Are Browsers Back?

Hurricane Season 2023

Mastodon, post-twitter social media, and a new public awareness of privacy


I recently joined Mastodon, and I'm appreciating the safe space to post my random thoughts and observations where no one will read them. You know, like we used to do on twitter, before everything went to hell there. 

Mastodon is nice and quiet and usually stress-free - a stark difference from Elon Musk's twitter (ETA it's X now 😅, because it is) which has been digging up the unholy burial grounds of the mobs of trolls and bigots that you figured you already blocked and were done with. You thought wrong.


You thought they were gone, but they were just hiding, waiting for the day they would have their revenge...

Supposedly there is no incentive for trolls and bigots to patronize an open source social media service like Mastodon, which runs no ads, has no algorithms to mass market fringe content, and seems to have no influencer clout of any kind. Its Patreon reports a paltry $30K a month in donations; its founder, Eugen Rothko, brags of his $41K USD annual income. Your favorite pizza parlor could be proud of such numbers, but in Silicon Valley? Such numbers would bring scorn and shame!


But then again, F that guy

Well, not in the Fediverse. They wear their austerity with pride there.

Are all these things true? Is this the modern online utopia marrying 90s simplicity and transparency with Boring 20s scalability and peer support? 

One could be forgiven for being cynical.

Frankly, one reason why you see no elderly reactionaries on Mastodon is because it's prohibitively difficult to use. Facebook is easy - log in once, click "What's on your mind?", rant away. Same with twitter - click big blue button and troll away. Even the *chan sites were so easy, your kids could do it. 

Mastodon, on the other hand, with its' labyrinth of instances and follow options for users all over the different instances, is, even for a veteran internet user like me, a little baffling. Why can't I just enter mas.to and follow people I've read and liked? Why do I have to go to their instance first, or search them awkwardly? Searching is also very bad on Mastodon, which for such an openly geeky environment is a bit of a shock. Finding people organically, e.g. by their NAME, is impossible.

I've experimented with alternate interfaces like Elk, which is nice but also comes with problems - the inability to mute jumping right to the forefront. And why is clicking the star bad for engagement? Why is it so important to boost when starring posts could also be seen as a metric of success? This is actually what an algorithm is supposed to do, so now you see the flaws in an algorithm free social network...

Facebook and twitter cranks would be annoyed with all this. They don't care how it works so long as it does. They want to minimize time learning how to do tech stuff and maximize their blowhard time.

Which is where Threads comes in to the picture.

Yes, Facebook - sorry, Meta - is unveiling Threads, their take on a federated app. And feedback from users is predictably scary - the situation seems to be, sign up and sign your privacy away. They track your microphone! If you cancel, it'll delete your Instagram!

Meanwhile, Mastodon management (such as it is) is scrambling to reassure their users that this Meta-don will not invade their new online home with ads and propaganda.

┄┄┄┄┄┄

• _Study questions_:
• A. In the blog post about Mastodon, what monthly donation total does Mastodon's Patreon report?
• B. Resume the blog post about Mastodon and Threads from the point where it stops.

┄┄┄┄┄┄

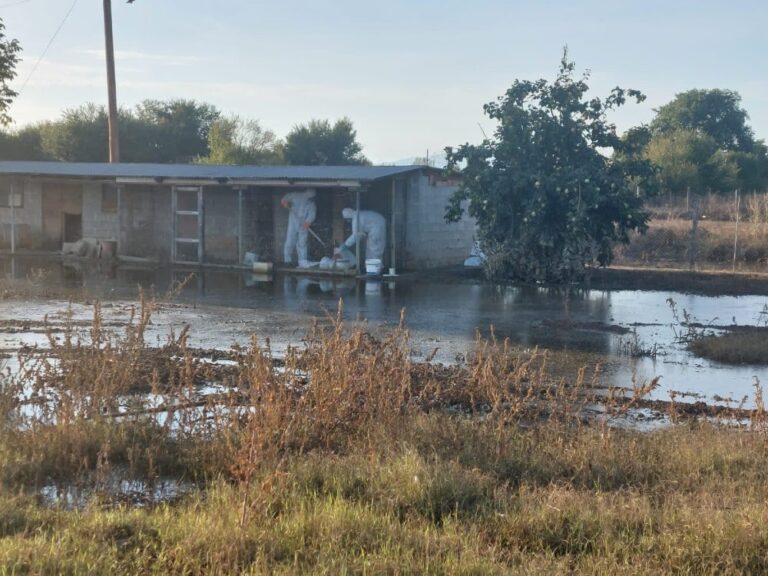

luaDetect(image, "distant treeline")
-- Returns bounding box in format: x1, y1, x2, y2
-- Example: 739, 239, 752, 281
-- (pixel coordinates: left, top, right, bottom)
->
0, 100, 368, 164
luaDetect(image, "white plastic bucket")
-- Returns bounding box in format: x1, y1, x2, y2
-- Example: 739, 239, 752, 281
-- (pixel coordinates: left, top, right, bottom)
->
365, 258, 381, 276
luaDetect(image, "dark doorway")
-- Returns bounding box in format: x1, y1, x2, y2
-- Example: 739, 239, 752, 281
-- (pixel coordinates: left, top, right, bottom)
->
63, 212, 83, 242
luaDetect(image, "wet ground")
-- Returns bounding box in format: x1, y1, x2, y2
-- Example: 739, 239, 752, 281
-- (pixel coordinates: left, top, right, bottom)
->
0, 258, 768, 403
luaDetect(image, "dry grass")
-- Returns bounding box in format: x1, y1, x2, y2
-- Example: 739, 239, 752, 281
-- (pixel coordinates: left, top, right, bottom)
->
0, 302, 768, 574
616, 220, 768, 268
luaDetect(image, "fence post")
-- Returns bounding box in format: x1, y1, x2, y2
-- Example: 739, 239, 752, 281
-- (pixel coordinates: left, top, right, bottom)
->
731, 188, 741, 272
688, 198, 701, 270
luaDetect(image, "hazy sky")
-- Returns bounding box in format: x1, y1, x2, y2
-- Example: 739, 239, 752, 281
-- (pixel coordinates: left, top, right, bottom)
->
0, 0, 768, 163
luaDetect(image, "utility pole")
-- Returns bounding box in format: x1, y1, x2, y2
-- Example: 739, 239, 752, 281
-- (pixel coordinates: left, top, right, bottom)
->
104, 0, 120, 162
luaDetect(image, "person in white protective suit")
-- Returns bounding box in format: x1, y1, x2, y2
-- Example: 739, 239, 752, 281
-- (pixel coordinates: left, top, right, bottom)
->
280, 188, 317, 267
341, 208, 387, 261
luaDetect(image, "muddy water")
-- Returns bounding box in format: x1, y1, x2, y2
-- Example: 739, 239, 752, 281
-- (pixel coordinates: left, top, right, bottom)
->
0, 259, 768, 402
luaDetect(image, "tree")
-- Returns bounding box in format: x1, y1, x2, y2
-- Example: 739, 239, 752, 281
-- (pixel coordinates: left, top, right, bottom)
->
198, 116, 283, 164
651, 89, 755, 152
285, 118, 370, 165
9, 100, 225, 163
135, 99, 221, 162
39, 104, 109, 162
446, 51, 650, 282
647, 90, 768, 192
0, 124, 51, 160
0, 18, 21, 126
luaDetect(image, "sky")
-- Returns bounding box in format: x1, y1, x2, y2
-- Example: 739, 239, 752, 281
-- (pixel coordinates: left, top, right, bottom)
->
0, 0, 768, 163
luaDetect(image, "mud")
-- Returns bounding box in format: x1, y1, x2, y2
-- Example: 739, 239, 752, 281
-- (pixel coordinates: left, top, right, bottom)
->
0, 259, 768, 404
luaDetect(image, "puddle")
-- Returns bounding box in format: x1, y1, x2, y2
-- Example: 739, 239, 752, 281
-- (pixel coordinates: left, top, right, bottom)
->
0, 258, 768, 407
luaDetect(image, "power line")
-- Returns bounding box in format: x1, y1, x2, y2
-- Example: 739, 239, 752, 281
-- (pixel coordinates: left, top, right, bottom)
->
0, 0, 32, 8
17, 0, 78, 97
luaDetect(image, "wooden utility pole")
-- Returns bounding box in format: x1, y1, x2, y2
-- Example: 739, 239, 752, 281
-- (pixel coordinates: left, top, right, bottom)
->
104, 0, 120, 162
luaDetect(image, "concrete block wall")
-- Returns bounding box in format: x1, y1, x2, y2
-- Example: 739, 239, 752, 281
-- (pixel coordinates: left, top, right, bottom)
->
405, 174, 476, 269
118, 186, 173, 262
0, 181, 43, 249
203, 188, 240, 264
83, 183, 120, 240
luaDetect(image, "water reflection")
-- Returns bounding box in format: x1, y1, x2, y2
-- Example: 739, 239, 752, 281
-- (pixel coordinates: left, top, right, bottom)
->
0, 258, 768, 399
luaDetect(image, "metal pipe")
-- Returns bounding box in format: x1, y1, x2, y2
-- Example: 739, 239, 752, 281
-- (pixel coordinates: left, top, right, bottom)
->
104, 0, 120, 163
389, 178, 397, 271
10, 181, 16, 254
355, 188, 360, 276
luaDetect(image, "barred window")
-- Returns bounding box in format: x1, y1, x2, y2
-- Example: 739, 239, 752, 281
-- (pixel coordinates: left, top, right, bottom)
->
0, 181, 24, 208
101, 184, 117, 214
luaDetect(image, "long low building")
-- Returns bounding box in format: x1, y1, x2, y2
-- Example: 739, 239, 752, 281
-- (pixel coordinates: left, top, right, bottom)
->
0, 162, 475, 270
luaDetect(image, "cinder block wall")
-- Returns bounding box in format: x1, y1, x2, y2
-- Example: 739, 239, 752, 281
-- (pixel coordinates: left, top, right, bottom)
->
0, 182, 43, 249
83, 183, 119, 240
118, 186, 173, 262
405, 175, 475, 270
203, 188, 240, 264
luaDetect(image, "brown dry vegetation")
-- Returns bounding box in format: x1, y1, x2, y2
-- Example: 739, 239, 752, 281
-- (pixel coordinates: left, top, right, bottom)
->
689, 326, 768, 365
616, 220, 768, 271
0, 302, 768, 574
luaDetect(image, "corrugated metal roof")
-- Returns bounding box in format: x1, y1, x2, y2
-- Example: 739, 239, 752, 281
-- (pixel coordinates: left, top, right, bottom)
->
0, 161, 426, 182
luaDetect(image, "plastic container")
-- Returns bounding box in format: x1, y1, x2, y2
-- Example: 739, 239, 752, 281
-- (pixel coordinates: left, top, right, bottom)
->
365, 258, 381, 276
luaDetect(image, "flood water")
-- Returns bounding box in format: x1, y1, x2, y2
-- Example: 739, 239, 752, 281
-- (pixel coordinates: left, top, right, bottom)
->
0, 258, 768, 402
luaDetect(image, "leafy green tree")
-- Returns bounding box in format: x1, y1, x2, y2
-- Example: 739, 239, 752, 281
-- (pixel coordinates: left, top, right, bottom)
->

┄┄┄┄┄┄

• _Task-by-task outputs_:
• A. A paltry $30K a month.

• B.
But users are not reassured. 

Can you blame 'em? Threads is an existential threat to the hipster vibe on Mastodon - it is, after all, populated entirely by left-spectrum former tweeters who spit at the thought of Elon Musk. Now here comes El Zuckinni with a convenient on-ramp for the olds and the angry red voters of every stripe to stomp on in with their lib-owning tirades and mean-spirited memes. There goes the neighborhood!

Not to be outdone, Jack Dorsey is staging a comeback with Bluesky, which is twitter, but....actually, it's basically twitter. Like a rock star whose albums all sound the same, Dorsey is just doing that thing he does, with reassuringly predictable results.

Actually, Threads and Bluesky are both the Silicon Valley equivalent of a "Legends Of Rock" reunion tour: old institutions run by aging millionaires whose imaginations were taxed a long time ago, going for a big money grab while not actually producing anything new.

Not to name names or anything.

In fact, there's a bit of an overload of new social media services popping up: Spoutible, Post.news, Substack, Medium, Telegram, Trello... sites like Truth Social, Ye's Parler, and the *chan sites dominate the right half of the conversation, while the Fediverse and (ahem) Quora lead on the left.

And then there's reddit, who alienated lots of users by deciding to overcharge third-party API services so badly that a few had to close shop. A short boycott later, and they're still chugging along, but at a fraction of their prior power.

Because here's one more factor to consider:

The pandemic is ending. Yeah, I know, again...but it's for all intents and purposes over for most of the population. People are shutting down their computers and going out to make friends again. In real life! The horror!

The internet at large needs to do better.

For now, it seems Mastodon is as good as it gets. But we've said that about many different websites before. We all assumed MySpace would be around forever. And LiveJournal and Flickr, too. And lest we forget: Something Awful and Bianca's Love Shack and Fark and Newgrounds and...

But they all had a great run. May Mastodon also go down in history as, for a while, a great reason to use the internet.